12 Things You Should Never Talk About On A Date

Wednesday, December 19, 2007

Posted by Meeta K. Wolff


The purpose of dating isn't to divulge all of your personal details, or to express every feeling you may have for a person. It's just supposed to be a fun night out, to "test the waters" and see if you have basic compatibility.

These early times in the relationship should impress the other person, so that much later when the time is right all those personal details can be shared. You have to attract the person before you can get close! Since the things you should talk about depend upon you and the person you're talking to, and can include so many things, it's better to name the things you almost all the time shouldn't talk about.

Here's a pretty good list of the top twelve:

1. Past Relationships – Nobody, man or woman, wants to hear about the people you've been with in the past. It's an extreme turnoff to hear about all the good times you've had with someone other than who you're sitting in front of, and also appear that you're carrying a lot of baggage if you talk about the bad times. If you really feel the need to talk about your ex's, save it for (much) later.

2. Work – Another topic that not many people want to hear about, unless you have a very interesting job. For the most of us that aren't stunt men, astronauts, or exclusive nightclub owners, your work should stay at work.

3. Kids – Whether you like them or despise them, make sure they don't become a topic. It can be a touchy subject for people, plus it makes it seem as if you're already looking too far into the future. Plus, how embarrassing would it be to say you can't stand kids and then have your date say they have them?

4. Religion – Unless religion is a very important factor in your decision to see someone, I wouldn't mention it. It can make people feel uncomfortable, or assume that the other person won't like them due to differences. Save it for when the time is right to discuss it. Also, there aren't than many people who are attracted to proselytism…

5. People you Dislike – Generally complaining is a bad idea, especially when it's about people you can't stand. It makes you look disagreeable, and that you can't hold good relationships. It looks bad to be negative (this applies to all other topics too).

6. Politics – People usually either love it or hate it. It's better not to take the risk and just leave it out of conversation. It's a source of conflict, and until you're both comfortable with each other, don't bring it up. That and it's kind of boring compared to other things you could be talking about.

7. Money – Don't flaunt it if you have it, and definitely don't say you don't. If it means that much to the person they're probably not what you're looking for.

8. Sex and Feelings – Far too personal for the early stages. It also makes it look like it's all you're looking for. And if it is, learn some bar tricks and go to one instead. Hold back on the emotions, too – sex and your feelings for a person come later. A general guideline – make your compliments about them and not about yourself. For example, "You're great! You have such a friendly personality!" is much better than "You're great! You make me happy and you're what I'm looking for!" It's neutral, and just it'll prevent hard feelings if they don't like you as much as you like them.

9. Yourself – You don't have to list all of your positive traits to show you're confident (in fact, it usually shows you're insecure by needing to talk about yourself). Ask intriguing questions instead. Do your best not to do the usual questions like "what's your favorite color" and "what do you do for fun". Think of random, out-of-the-ordinary questions, keeping them rather impersonal and non-offensive.

(Records)

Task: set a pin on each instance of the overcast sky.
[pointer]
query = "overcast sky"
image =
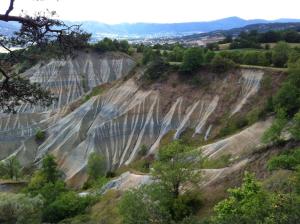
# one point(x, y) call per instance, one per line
point(161, 11)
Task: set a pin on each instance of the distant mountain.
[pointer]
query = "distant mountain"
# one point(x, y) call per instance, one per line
point(8, 28)
point(169, 29)
point(260, 27)
point(152, 30)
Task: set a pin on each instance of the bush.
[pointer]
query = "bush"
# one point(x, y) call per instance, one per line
point(193, 59)
point(273, 134)
point(280, 54)
point(96, 166)
point(10, 168)
point(40, 135)
point(143, 151)
point(220, 64)
point(295, 129)
point(66, 205)
point(288, 161)
point(156, 69)
point(20, 209)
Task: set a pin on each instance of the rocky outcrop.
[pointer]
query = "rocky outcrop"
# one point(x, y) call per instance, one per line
point(118, 122)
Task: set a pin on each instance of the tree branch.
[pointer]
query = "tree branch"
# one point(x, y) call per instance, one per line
point(10, 8)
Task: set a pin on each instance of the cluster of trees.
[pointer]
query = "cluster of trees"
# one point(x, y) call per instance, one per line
point(252, 203)
point(286, 105)
point(253, 39)
point(279, 56)
point(191, 59)
point(59, 202)
point(162, 201)
point(45, 199)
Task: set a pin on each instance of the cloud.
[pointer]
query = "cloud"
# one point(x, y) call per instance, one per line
point(161, 11)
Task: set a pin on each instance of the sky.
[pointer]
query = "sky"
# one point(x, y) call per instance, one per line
point(159, 11)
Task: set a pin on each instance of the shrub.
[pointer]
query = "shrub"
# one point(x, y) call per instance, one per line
point(280, 54)
point(288, 161)
point(156, 69)
point(96, 166)
point(143, 151)
point(193, 59)
point(20, 209)
point(220, 64)
point(66, 205)
point(273, 134)
point(10, 168)
point(40, 135)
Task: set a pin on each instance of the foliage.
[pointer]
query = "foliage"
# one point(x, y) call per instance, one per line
point(40, 135)
point(66, 205)
point(59, 201)
point(221, 162)
point(149, 55)
point(176, 54)
point(246, 204)
point(40, 31)
point(148, 204)
point(10, 168)
point(156, 69)
point(288, 96)
point(20, 209)
point(274, 132)
point(295, 129)
point(174, 168)
point(246, 40)
point(288, 161)
point(106, 209)
point(193, 59)
point(280, 54)
point(220, 64)
point(250, 204)
point(96, 166)
point(143, 151)
point(49, 169)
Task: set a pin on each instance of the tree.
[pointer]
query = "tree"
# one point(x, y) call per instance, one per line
point(19, 208)
point(174, 168)
point(148, 204)
point(287, 161)
point(295, 129)
point(247, 204)
point(96, 166)
point(161, 202)
point(288, 96)
point(10, 168)
point(280, 54)
point(66, 205)
point(220, 64)
point(39, 32)
point(193, 59)
point(149, 55)
point(273, 134)
point(49, 169)
point(156, 69)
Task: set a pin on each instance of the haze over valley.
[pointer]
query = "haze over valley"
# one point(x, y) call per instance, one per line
point(147, 117)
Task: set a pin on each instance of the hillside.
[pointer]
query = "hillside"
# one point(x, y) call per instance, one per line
point(124, 116)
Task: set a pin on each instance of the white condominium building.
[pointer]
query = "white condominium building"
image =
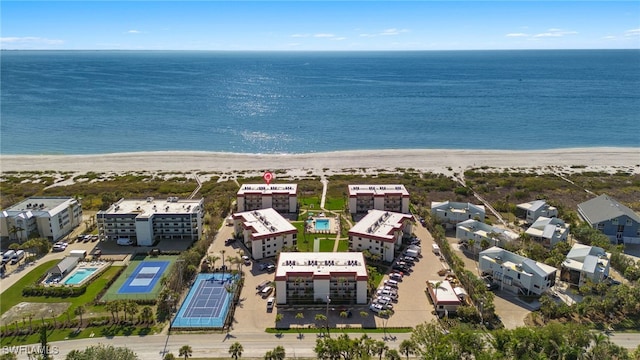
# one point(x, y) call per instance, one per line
point(280, 197)
point(310, 278)
point(46, 217)
point(363, 198)
point(265, 232)
point(380, 232)
point(516, 273)
point(145, 221)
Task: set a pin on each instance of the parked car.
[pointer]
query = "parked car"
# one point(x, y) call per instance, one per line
point(391, 283)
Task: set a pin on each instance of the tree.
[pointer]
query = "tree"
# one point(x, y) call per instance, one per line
point(407, 347)
point(146, 315)
point(235, 350)
point(100, 352)
point(185, 351)
point(79, 311)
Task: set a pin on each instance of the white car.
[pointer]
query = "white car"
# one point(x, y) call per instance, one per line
point(391, 283)
point(388, 293)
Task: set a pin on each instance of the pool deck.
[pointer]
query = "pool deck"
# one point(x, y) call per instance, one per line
point(100, 265)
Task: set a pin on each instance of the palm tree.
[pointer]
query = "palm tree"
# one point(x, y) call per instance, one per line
point(185, 351)
point(235, 350)
point(79, 311)
point(407, 347)
point(146, 315)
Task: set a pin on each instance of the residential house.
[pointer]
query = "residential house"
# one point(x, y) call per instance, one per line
point(451, 213)
point(618, 222)
point(380, 232)
point(585, 262)
point(516, 273)
point(481, 233)
point(315, 277)
point(532, 210)
point(548, 231)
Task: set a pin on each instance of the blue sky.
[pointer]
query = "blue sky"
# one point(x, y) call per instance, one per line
point(319, 25)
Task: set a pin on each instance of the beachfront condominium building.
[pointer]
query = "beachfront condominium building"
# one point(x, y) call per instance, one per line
point(585, 262)
point(314, 277)
point(380, 233)
point(451, 213)
point(532, 210)
point(516, 273)
point(548, 231)
point(618, 222)
point(280, 197)
point(264, 232)
point(42, 216)
point(363, 198)
point(145, 221)
point(483, 235)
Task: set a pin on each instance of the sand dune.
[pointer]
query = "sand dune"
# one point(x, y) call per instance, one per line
point(434, 160)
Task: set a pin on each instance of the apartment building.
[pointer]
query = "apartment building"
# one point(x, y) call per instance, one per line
point(280, 197)
point(321, 278)
point(48, 217)
point(145, 221)
point(363, 198)
point(264, 232)
point(380, 232)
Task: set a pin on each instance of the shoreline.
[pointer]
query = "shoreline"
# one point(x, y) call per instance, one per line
point(434, 160)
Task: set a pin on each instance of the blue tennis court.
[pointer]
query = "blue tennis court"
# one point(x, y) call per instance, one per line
point(207, 303)
point(144, 277)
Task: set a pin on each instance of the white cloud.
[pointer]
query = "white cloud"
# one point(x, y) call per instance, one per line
point(30, 40)
point(555, 33)
point(632, 32)
point(517, 35)
point(394, 31)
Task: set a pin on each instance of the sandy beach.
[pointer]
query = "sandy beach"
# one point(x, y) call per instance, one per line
point(439, 161)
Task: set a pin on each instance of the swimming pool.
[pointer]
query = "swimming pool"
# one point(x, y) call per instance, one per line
point(322, 224)
point(79, 275)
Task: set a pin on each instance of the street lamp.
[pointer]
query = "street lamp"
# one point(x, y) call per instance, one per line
point(327, 313)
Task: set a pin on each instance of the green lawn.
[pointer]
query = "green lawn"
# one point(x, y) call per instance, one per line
point(13, 295)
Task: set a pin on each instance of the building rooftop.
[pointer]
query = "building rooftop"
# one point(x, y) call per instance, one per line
point(456, 206)
point(320, 264)
point(445, 294)
point(516, 262)
point(150, 206)
point(43, 204)
point(603, 208)
point(545, 227)
point(378, 190)
point(379, 224)
point(291, 189)
point(265, 223)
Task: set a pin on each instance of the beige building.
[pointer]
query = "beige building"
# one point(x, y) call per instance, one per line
point(363, 198)
point(145, 221)
point(311, 278)
point(46, 217)
point(280, 197)
point(381, 233)
point(265, 232)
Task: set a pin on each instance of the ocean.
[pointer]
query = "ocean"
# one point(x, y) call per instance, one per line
point(95, 102)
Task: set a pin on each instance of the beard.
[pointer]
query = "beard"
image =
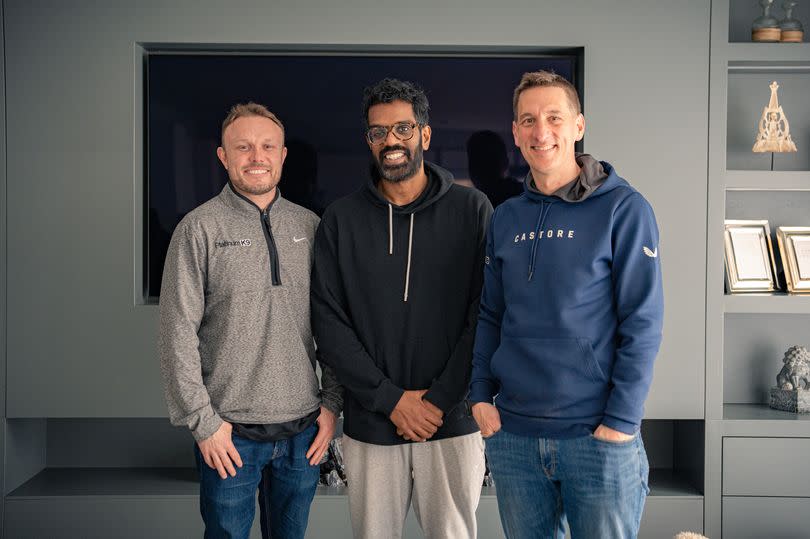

Challenge 1 => In the post on topics to avoid on a date, which jobs are given as examples of very interesting work?
Challenge 2 => Duplicate the passage of the post on topics to avoid on a date from "These early times" to "shouldn't talk about.".

Task result 1 => Stunt men, astronauts, and exclusive nightclub owners.

Task result 2 =>
These early times in the relationship should impress the other person, so that much later when the time is right all those personal details can be shared. You have to attract the person before you can get close! Since the things you should talk about depend upon you and the person you're talking to, and can include so many things, it's better to name the things you almost all the time shouldn't talk about.